[RECORDS SHOWN — start]

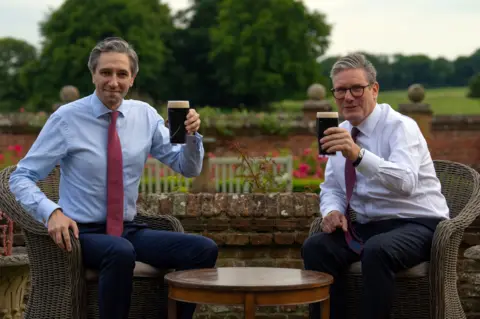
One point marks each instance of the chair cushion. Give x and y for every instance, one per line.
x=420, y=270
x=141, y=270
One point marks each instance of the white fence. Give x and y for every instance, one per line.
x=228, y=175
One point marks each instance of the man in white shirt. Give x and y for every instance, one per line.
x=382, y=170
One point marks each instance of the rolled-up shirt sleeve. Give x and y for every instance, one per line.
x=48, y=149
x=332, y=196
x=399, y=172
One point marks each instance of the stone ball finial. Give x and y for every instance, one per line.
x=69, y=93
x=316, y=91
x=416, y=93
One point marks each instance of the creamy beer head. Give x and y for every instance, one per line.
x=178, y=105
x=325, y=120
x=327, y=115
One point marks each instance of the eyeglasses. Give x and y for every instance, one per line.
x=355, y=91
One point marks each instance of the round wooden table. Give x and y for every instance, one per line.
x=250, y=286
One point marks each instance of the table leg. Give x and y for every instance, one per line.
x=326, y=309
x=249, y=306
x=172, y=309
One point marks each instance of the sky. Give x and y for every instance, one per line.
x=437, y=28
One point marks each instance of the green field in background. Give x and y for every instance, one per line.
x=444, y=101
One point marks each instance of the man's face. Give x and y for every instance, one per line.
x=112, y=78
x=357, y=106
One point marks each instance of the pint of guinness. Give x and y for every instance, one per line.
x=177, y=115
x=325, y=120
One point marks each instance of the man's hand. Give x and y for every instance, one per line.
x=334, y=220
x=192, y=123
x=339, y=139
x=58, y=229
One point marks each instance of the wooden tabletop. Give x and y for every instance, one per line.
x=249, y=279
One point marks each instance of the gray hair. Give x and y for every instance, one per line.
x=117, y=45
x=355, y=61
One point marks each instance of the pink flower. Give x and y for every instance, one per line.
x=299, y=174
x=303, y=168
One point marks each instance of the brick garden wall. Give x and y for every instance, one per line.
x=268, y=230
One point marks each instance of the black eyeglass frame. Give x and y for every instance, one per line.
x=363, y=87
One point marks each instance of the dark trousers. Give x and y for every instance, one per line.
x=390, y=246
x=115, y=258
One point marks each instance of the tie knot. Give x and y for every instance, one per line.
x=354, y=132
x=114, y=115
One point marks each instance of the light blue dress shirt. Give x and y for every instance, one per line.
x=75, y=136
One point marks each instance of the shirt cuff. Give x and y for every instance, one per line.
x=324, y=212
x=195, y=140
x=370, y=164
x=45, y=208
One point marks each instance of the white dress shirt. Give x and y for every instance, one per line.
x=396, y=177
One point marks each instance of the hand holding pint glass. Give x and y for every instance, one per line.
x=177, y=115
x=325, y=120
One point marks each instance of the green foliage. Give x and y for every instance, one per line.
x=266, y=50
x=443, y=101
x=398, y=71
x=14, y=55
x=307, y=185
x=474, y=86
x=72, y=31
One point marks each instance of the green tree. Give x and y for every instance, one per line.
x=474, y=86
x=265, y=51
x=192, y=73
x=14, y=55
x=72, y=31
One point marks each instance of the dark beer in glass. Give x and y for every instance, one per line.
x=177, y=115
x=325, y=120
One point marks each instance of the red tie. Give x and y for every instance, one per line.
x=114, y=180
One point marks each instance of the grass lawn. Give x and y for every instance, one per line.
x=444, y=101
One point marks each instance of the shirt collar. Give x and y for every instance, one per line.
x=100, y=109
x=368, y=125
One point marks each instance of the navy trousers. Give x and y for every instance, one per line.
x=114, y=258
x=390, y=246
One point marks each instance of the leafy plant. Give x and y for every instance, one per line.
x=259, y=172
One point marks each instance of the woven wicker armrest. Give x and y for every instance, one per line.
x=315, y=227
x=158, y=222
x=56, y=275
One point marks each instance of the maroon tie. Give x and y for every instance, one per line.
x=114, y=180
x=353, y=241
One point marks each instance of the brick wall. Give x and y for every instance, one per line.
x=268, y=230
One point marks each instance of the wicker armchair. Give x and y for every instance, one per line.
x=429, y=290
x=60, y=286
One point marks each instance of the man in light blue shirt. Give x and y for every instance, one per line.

[RECORDS SHOWN — finish]

**EXERCISE REQUIREMENTS**
Starting from the line containing "One point marks each instance of the red", repeat each line through the end of the entries, exactly.

**WRITTEN SOLUTION**
One point marks each instance of the red tie. Give x and y for every instance, one per line.
x=114, y=180
One point marks each instance of the grass lawn. Give x and y for every instance, one per line.
x=444, y=101
One point marks each instance of the shirt collar. Give x and y for every instance, one per line.
x=100, y=109
x=368, y=125
One point marks each instance of the navy trousers. Give x and y for every instance, one per line.
x=114, y=258
x=390, y=246
One point marks each instance of the leafy plant. Give x and y for every instance, one per line.
x=259, y=172
One point marks each instance of the woven wicker armrest. Give x and y for every instance, one per line.
x=315, y=227
x=158, y=222
x=56, y=275
One point marks each instance of the maroon tie. Give x and y for every instance, one per line.
x=114, y=180
x=353, y=241
One point marks each instance of the brick wall. Give x and y for every instance, one per line.
x=268, y=230
One point marks each instance of the wicker armchair. Give x and y for every instance, one per line.
x=429, y=290
x=60, y=286
One point marks each instance of the man in light blue shirt. Give x and y for every instance, one per line.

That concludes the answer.